Point placement records:
## BEGIN

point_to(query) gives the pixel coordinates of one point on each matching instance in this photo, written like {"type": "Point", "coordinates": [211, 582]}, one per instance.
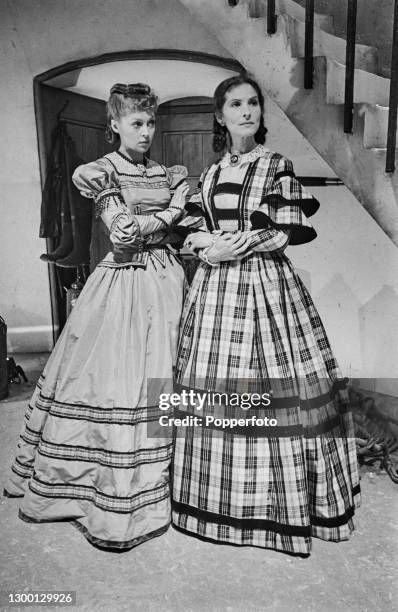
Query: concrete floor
{"type": "Point", "coordinates": [178, 573]}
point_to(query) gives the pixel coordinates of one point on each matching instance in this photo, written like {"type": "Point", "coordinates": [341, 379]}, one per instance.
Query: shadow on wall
{"type": "Point", "coordinates": [379, 337]}
{"type": "Point", "coordinates": [339, 307]}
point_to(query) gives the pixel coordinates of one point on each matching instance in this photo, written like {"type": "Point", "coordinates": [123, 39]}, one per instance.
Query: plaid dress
{"type": "Point", "coordinates": [251, 326]}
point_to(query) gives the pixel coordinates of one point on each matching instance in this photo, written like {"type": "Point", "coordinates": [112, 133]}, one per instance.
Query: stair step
{"type": "Point", "coordinates": [258, 9]}
{"type": "Point", "coordinates": [288, 7]}
{"type": "Point", "coordinates": [368, 87]}
{"type": "Point", "coordinates": [375, 127]}
{"type": "Point", "coordinates": [327, 45]}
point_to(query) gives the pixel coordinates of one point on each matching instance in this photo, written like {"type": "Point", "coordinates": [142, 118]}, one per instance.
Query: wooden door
{"type": "Point", "coordinates": [184, 135]}
{"type": "Point", "coordinates": [84, 119]}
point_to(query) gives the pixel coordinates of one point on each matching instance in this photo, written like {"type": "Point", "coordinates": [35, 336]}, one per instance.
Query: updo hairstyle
{"type": "Point", "coordinates": [124, 98]}
{"type": "Point", "coordinates": [220, 132]}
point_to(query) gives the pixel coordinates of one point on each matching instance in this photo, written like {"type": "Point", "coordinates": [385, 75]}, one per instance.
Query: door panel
{"type": "Point", "coordinates": [85, 120]}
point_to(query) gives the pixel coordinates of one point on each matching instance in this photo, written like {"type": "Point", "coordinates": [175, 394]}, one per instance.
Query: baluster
{"type": "Point", "coordinates": [350, 65]}
{"type": "Point", "coordinates": [271, 17]}
{"type": "Point", "coordinates": [309, 45]}
{"type": "Point", "coordinates": [393, 103]}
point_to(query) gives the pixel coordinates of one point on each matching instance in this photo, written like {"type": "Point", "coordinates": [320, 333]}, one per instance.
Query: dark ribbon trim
{"type": "Point", "coordinates": [267, 525]}
{"type": "Point", "coordinates": [230, 188]}
{"type": "Point", "coordinates": [283, 174]}
{"type": "Point", "coordinates": [291, 401]}
{"type": "Point", "coordinates": [226, 214]}
{"type": "Point", "coordinates": [237, 523]}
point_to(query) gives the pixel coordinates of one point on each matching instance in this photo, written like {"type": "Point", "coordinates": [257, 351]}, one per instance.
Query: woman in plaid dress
{"type": "Point", "coordinates": [250, 326]}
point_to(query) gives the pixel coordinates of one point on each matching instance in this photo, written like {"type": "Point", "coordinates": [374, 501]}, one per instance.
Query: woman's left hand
{"type": "Point", "coordinates": [199, 240]}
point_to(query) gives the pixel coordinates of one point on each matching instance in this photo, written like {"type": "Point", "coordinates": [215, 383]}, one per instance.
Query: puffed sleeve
{"type": "Point", "coordinates": [286, 206]}
{"type": "Point", "coordinates": [99, 181]}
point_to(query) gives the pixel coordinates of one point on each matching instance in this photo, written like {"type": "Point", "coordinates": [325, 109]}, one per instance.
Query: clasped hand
{"type": "Point", "coordinates": [179, 198]}
{"type": "Point", "coordinates": [226, 247]}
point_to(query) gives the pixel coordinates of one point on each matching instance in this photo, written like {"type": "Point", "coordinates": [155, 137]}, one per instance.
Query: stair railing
{"type": "Point", "coordinates": [350, 67]}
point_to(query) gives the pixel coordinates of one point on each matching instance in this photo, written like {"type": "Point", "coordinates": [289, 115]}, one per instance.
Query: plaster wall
{"type": "Point", "coordinates": [351, 270]}
{"type": "Point", "coordinates": [37, 35]}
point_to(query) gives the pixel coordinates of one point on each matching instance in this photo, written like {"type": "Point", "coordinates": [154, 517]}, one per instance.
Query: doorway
{"type": "Point", "coordinates": [183, 132]}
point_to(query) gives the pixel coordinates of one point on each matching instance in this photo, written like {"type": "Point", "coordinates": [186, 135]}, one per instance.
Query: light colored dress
{"type": "Point", "coordinates": [251, 326]}
{"type": "Point", "coordinates": [90, 452]}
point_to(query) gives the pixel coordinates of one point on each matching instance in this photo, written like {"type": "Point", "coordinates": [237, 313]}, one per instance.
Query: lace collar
{"type": "Point", "coordinates": [243, 158]}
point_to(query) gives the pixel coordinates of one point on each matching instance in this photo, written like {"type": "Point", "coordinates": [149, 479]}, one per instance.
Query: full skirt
{"type": "Point", "coordinates": [88, 452]}
{"type": "Point", "coordinates": [251, 326]}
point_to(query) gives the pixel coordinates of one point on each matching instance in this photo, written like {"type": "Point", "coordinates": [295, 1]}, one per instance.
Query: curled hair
{"type": "Point", "coordinates": [124, 98]}
{"type": "Point", "coordinates": [220, 132]}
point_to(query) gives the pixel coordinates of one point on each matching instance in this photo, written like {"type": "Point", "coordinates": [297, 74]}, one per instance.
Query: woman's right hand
{"type": "Point", "coordinates": [179, 198]}
{"type": "Point", "coordinates": [229, 247]}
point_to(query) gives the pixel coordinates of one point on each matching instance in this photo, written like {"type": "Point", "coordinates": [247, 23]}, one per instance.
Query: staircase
{"type": "Point", "coordinates": [277, 63]}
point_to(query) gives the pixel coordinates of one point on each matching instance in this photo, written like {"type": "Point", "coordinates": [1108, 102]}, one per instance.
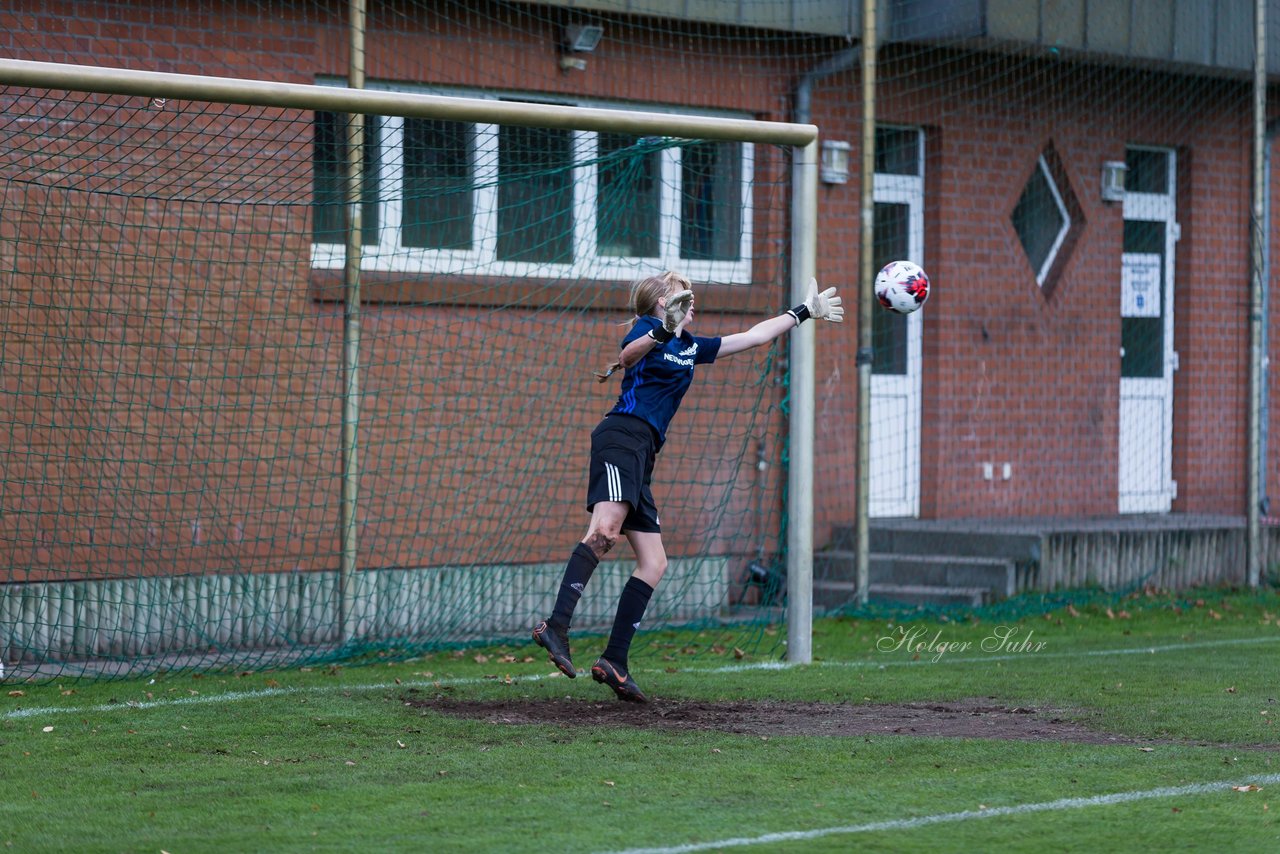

## END

Goal of the exercise:
Report every line of the records above that contains the string "dress", copying each line in full. Case counts.

The response:
Query: plaid dress
Query: woman in plaid dress
Query: light colored dress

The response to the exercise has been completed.